» Request:
Reproduce the data below word for word, leaving out the picture.

» Supplied records:
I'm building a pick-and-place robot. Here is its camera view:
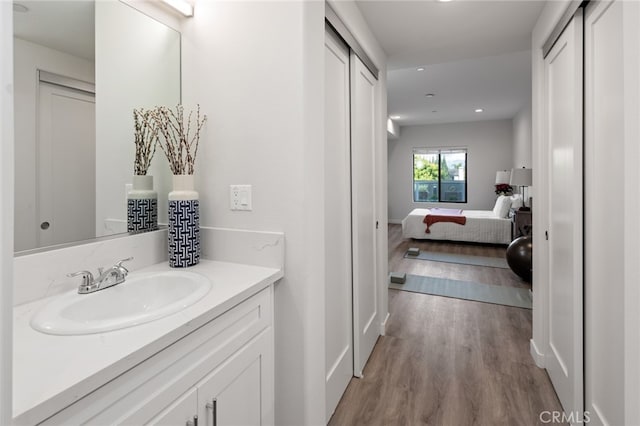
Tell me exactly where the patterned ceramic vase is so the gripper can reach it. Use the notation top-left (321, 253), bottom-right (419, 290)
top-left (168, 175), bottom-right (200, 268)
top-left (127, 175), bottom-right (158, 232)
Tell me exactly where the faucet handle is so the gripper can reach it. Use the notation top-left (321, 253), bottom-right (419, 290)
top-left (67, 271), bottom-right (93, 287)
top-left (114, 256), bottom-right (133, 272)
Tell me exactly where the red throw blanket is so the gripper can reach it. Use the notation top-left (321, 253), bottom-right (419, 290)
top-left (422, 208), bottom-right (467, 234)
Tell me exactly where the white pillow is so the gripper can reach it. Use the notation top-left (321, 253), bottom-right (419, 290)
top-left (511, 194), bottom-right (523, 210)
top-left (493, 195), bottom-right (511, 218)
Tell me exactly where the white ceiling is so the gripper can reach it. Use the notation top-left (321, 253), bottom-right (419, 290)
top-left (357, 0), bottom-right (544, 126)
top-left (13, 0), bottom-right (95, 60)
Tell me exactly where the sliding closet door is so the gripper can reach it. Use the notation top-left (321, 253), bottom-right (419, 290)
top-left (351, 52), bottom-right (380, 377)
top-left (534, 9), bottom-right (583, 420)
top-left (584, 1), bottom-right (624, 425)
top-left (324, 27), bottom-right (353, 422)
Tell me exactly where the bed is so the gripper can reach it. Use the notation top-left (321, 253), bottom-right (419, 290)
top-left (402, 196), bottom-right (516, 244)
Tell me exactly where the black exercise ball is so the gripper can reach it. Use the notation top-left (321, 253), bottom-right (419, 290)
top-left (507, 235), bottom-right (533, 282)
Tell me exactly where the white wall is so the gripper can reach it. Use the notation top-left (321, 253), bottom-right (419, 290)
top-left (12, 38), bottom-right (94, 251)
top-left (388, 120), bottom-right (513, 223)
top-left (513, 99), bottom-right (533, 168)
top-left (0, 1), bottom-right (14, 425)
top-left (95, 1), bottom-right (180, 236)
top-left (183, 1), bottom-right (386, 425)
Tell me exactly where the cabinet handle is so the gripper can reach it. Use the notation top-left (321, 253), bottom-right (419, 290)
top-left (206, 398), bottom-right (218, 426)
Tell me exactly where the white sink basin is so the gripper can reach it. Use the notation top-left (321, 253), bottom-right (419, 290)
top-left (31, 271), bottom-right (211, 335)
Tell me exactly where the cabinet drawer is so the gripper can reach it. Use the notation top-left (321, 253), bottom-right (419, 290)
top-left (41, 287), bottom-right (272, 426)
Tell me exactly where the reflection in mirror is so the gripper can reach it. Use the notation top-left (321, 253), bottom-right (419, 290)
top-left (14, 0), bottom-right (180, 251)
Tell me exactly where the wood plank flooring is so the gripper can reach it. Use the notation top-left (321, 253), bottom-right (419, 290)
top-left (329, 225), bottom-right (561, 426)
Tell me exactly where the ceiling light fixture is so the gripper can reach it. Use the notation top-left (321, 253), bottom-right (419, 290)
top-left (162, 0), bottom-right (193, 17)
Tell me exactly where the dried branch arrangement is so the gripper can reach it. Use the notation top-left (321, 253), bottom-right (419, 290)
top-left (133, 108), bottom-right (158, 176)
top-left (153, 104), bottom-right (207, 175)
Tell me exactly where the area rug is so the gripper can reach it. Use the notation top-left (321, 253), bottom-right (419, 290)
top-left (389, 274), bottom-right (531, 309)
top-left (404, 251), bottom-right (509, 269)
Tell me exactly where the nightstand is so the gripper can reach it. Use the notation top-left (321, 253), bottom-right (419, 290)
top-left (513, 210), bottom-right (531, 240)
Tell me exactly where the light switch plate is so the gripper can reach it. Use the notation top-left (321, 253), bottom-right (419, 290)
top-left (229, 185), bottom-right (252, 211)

» Output for this exercise:
I'm building a pick-and-place robot. Here is its camera view:
Tell me exactly where the patterned ceramic vase is so the gripper can reach it. Use the notation top-left (321, 253), bottom-right (419, 290)
top-left (168, 175), bottom-right (200, 268)
top-left (127, 175), bottom-right (158, 232)
Tell me exactly where the faucet handle is so the gripper can reach it. Use the notation top-left (321, 253), bottom-right (419, 290)
top-left (67, 271), bottom-right (93, 287)
top-left (114, 256), bottom-right (133, 272)
Tell me exactly where the red throw blanket is so the gripper can reach it. Use the notation top-left (321, 253), bottom-right (419, 290)
top-left (422, 208), bottom-right (467, 234)
Tell me exactly where the white pillow is so the gripper can reach it. Use the notation top-left (321, 253), bottom-right (419, 290)
top-left (511, 194), bottom-right (523, 210)
top-left (493, 195), bottom-right (511, 218)
Tell me exactly where the white ceiling is so the gripper can reach it. Use the notation top-left (321, 253), bottom-right (419, 290)
top-left (357, 0), bottom-right (544, 126)
top-left (13, 0), bottom-right (95, 60)
Tell me exactly where the sliding closet door is so the gripper can reach it. Use the notation top-left (321, 253), bottom-right (419, 290)
top-left (351, 52), bottom-right (380, 377)
top-left (534, 9), bottom-right (583, 420)
top-left (584, 1), bottom-right (624, 425)
top-left (324, 27), bottom-right (353, 422)
Tell me exactly where the bed is so the gripper can reach it. Use the notation top-left (321, 253), bottom-right (419, 290)
top-left (402, 196), bottom-right (516, 244)
Tell me exactly where the black exercise ball is so the gripper can reach it. Use the notation top-left (321, 253), bottom-right (419, 290)
top-left (507, 235), bottom-right (533, 282)
Tell me exactly where the white wall is so the gripper can reach it. Use the notation top-left (321, 253), bottom-right (419, 290)
top-left (12, 38), bottom-right (94, 251)
top-left (388, 120), bottom-right (513, 223)
top-left (513, 99), bottom-right (533, 168)
top-left (0, 1), bottom-right (14, 425)
top-left (95, 1), bottom-right (180, 236)
top-left (183, 1), bottom-right (386, 425)
Tell me exactly where the cabinet handle is so the gripper can reach it. Use the notation top-left (321, 253), bottom-right (419, 290)
top-left (206, 398), bottom-right (218, 426)
Tell me exactly where the white sink basin is so the gripper can reach it. Use the notation top-left (321, 253), bottom-right (419, 290)
top-left (31, 271), bottom-right (211, 335)
Tell me exactly where the cabinet drawer is so the gripper can reach it. Use the notation top-left (321, 253), bottom-right (419, 290)
top-left (41, 287), bottom-right (272, 426)
Tell me exactly where the reflection in mirror is so the gripper can reach it. Use the notation top-left (321, 253), bottom-right (419, 290)
top-left (14, 0), bottom-right (180, 251)
Tell me exactly where the wood plank flooring is so the gripper can reach it. Use the notation top-left (321, 253), bottom-right (419, 290)
top-left (329, 225), bottom-right (561, 426)
Tell me exactly where the ceiling light fixture is so the gripper can reach it. Use the notation top-left (321, 253), bottom-right (419, 290)
top-left (162, 0), bottom-right (193, 17)
Tell me exactly where the dried branch arrangement is so the gripper can reach it. Use the notation top-left (321, 253), bottom-right (419, 290)
top-left (133, 108), bottom-right (158, 176)
top-left (153, 104), bottom-right (207, 175)
Tell me exactly where the area rug is so the gripper can reach it. Use the notation top-left (321, 253), bottom-right (419, 290)
top-left (389, 274), bottom-right (531, 309)
top-left (404, 251), bottom-right (509, 269)
Tell me exactly where the nightstand is so the gripper can reach it. Use the notation top-left (321, 253), bottom-right (419, 290)
top-left (513, 210), bottom-right (531, 240)
Tell me exactly where the light switch plate is so the gripper can reach it. Use the notation top-left (321, 253), bottom-right (419, 290)
top-left (229, 185), bottom-right (252, 211)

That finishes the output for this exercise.